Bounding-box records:
(begin)

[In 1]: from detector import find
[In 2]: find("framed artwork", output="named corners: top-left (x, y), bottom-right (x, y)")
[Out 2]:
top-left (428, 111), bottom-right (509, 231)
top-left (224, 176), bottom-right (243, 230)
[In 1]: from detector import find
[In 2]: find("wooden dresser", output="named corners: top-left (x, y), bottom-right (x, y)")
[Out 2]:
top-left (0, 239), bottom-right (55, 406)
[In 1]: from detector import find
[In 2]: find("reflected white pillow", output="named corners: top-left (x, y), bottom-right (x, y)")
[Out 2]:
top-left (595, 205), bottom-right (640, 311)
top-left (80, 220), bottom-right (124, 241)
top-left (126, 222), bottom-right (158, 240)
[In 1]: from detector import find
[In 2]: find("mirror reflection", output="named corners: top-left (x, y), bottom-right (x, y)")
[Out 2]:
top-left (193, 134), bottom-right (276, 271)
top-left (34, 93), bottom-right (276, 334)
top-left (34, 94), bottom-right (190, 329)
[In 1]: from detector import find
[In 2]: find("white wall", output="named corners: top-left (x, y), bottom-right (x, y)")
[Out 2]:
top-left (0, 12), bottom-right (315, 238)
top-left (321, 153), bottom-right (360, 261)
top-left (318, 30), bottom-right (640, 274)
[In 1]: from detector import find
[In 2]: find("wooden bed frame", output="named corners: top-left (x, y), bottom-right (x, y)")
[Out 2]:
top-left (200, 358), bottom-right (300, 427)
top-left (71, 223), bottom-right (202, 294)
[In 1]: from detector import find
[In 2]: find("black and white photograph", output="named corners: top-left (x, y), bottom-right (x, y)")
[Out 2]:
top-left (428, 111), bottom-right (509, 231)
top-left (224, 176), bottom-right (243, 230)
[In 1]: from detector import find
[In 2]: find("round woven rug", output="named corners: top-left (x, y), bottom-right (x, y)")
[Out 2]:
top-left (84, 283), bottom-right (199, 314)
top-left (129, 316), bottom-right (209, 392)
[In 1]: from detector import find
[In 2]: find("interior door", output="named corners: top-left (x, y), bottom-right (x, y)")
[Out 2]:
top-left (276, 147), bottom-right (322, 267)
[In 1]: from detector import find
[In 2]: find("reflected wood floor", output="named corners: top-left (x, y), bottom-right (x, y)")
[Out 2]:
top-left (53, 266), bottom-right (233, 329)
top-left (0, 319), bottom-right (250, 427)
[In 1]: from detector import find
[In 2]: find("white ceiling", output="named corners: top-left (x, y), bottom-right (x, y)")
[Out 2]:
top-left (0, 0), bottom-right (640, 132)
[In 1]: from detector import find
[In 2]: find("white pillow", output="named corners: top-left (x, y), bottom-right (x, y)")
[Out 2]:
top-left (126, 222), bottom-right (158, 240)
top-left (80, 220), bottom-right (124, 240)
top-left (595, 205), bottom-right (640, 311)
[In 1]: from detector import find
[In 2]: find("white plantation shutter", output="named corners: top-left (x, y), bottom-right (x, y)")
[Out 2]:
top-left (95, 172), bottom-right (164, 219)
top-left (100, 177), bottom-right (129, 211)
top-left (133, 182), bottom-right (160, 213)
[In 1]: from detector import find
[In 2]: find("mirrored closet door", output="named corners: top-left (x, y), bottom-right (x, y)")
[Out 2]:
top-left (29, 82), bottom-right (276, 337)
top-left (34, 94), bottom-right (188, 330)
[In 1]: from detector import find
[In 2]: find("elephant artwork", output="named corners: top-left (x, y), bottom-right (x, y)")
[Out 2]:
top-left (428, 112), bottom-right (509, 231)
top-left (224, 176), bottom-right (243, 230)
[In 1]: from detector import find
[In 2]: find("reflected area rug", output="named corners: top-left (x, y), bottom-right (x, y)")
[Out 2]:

(end)

▶ [Problem details]:
Which lines above contain the string "door" when uppercase and lowercase count as different? Pick out each of those lines and copy it.

▶ [Response to this exercise]:
[In 2]: find("interior door", output="named corners: top-left (x, y), bottom-right (x, y)")
[In 2]: find("mirrored closet door", output="named corners: top-left (x, y), bottom-right (x, y)")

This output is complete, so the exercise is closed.